[GIVEN REQUEST 1]
Answer these from the Beijing Olympics transcript, one answer a line:
(a) How many seats does the Bird's Nest stadium hold?
(b) About how many people did the earthquake leave homeless?
(c) How many new subway lines did Beijing's overhaul bring?
[GIVEN REQUEST 2] Please write out the Beijing Olympics transcript's passage between "Amidst the splendor" and "a backward nation.", inclusive.
[GIVEN REQUEST 3] Extend the transcript on Beijing's Olympic preparations, starting after its last sentence.

[SOURCE TEXT]
■ ■ ■ ■ ■ ■ ■

RAY SUAREZ: Next, pride and sorrow in China. Margaret Warner begins a week of reports from there.
MARGARET WARNER: On Saturday morning, just 10 weeks before the Beijing Olympic Games, China’s top athletes were testing the track at their brand-new stadium.
It’s called the Bird’s Nest, a 91,000-seat behemoth of twisted concrete and steel, a stunning symbol of the new Beijing.
Filling the stands to cheer on the athletes: thousands of excited Chinese spectators. Yet just across town, other Beijing residents spent their weekend collecting donated food and clothing, toiletry and toys to send to the victims of the China’s shattering earthquake two weeks ago.
The disaster has left some 5 million homeless and in desperate need of whatever their government or countrymen can provide.
The two weekend gatherings in Beijing typify the conflicting emotions Chinese people feel as they approach what they’d hoped would be a glorious celebration of China’s arrival as a modern country on the world stage.
Beijing has spent six years and billions of dollars to remake the city, turning back alleys and traditional communal neighborhoods into multimillion-dollar high-rises.
The dramatic overhaul has brought redesigned roadways, five new subway lines, thousands of new plants, and architectural wonders, like an eco-friendly bubble-wrap aquatic center.
Amidst the splendor of the Forbidden City, seat of China’s long and proud imperial past, Culture Minister Cai Wu says hosting the Olympics will demonstrate to the world that China has transcended a century of foreign invasion and humiliation and political and economic turmoil that kept it a backward nation.
CAI WU, Minister of Culture, China (through translator): China is not seeking to rebuild a glorious past like some people thought. Instead, China is wishing to have a desirable modernization, just like other nations of the world.
The Olympics is very important, because China can show to the world not only our ancient culture and civilizations, but also how much we now share the same common aspiration to build a better world with all other people of the world.

■ ■ ■ ■ ■ ■ ■

[AVAILABLE DATA]
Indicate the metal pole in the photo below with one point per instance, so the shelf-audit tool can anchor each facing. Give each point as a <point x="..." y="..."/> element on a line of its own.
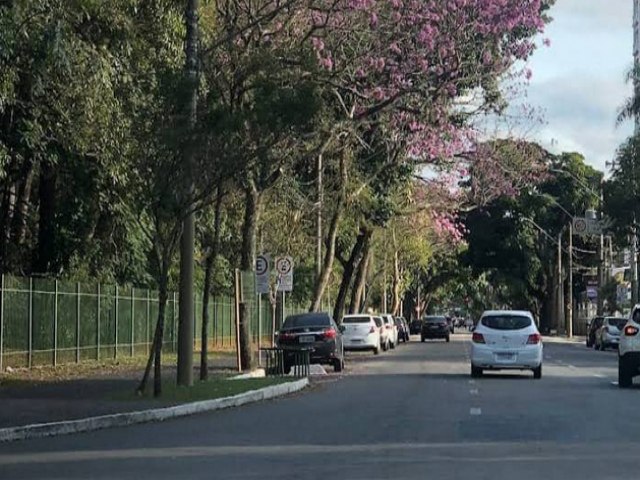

■ ■ ■ ■ ■ ■ ■

[WRITTEN REPLY 1]
(a) 91,000
(b) Some 5 million
(c) Five

[WRITTEN REPLY 2]
Amidst the splendor of the Forbidden City, seat of China’s long and proud imperial past, Culture Minister Cai Wu says hosting the Olympics will demonstrate to the world that China has transcended a century of foreign invasion and humiliation and political and economic turmoil that kept it a backward nation.

[WRITTEN REPLY 3]
Quake put spotlight on China's poor
MARGARET WARNER: But common aspirations isn't what the rest of the world saw when riots broke out in March in China's autonomous region of Tibet. The Chinese government's Tibet crackdown and refusal to allow free media coverage there sparked an international outcry.
Protestors disrupted the Chinese-led Olympic torch relay in Paris, London, and elsewhere. Some European leaders said they'd boycott the games' opening ceremonies.
It was in this sour atmosphere that the Sichuan earthquake struck, devastating a poor mountainous province 1,000 miles inland from Beijing. The death and destruction were almost beyond belief.
Yet the government's rapid response, and its unprecedented media openness, won international sympathy and an outpouring of support at home.
CAI WU (through translator): This has corrected the misunderstanding of many Western people who used to believe that Chinese people do not respect human rights or have no sense of sympathy. I think after this earthquake the Western perception, the foreign perception in general of China has changed for the better.
MARGARET WARNER: The most profound impact of the quake, however, is that it dramatized for Chinese and the world the tremendous gap that economic liberalization has created in this country of 1.3 billion.
Television coverage of the quake showed vividly that there are literally hundreds of millions of Chinese still eking out a primitive existence in the rural areas. Improving their lot was the goal of the market liberalization launched by China's communist government 30 years ago.
While market reforms created hundreds of millions of new jobs, the transformation has at times been brutal. Here in Beijing, two-thirds of the city's hutong neighborhoods of low courtyard houses have been demolished in a bid to modernize and sanitize city housing.
Residents were offered compensation and ordered to move elsewhere, even if, like Ma Lian Fu, they are too old to start over or aspire to a white-collar job.
His family has lived in a hutong just south of Tiananmen Square for more than 50 years; now, government posters on alley walls telling residents they have two months left to move. Ma blames the Olympics for his plight.
MA LIAN FU, Beijing Hutong Resident (through translator): They issued a slogan saying, "New Beijing, New Olympics." Because of the poetic spirit of this slogan, they started to tear down the old Beijing. They started to tear down peoples' old houses. In my opinion, it should have been "Old Beijing, New Olympics."
MARGARET WARNER: Ma has filed hundreds of petitions to protest the demolition, but he believes that poor people like him are powerless in the new China.MA LIAN FU (through translator): And now they want to tear down my place. I have said, "I'm not going to go, even if I have to die. And even if I do have to die, I'll die here."
'National trauma' transcends class
MARGARET WARNER: Yet China's economic transformation is also a success story. Since the late 1970s, some 200 million to 300 million have moved from rural poverty into the urban middle class.
Olympic visitors to the new Beijing will find it filled with the newly rich and legions of first-generation middle-class.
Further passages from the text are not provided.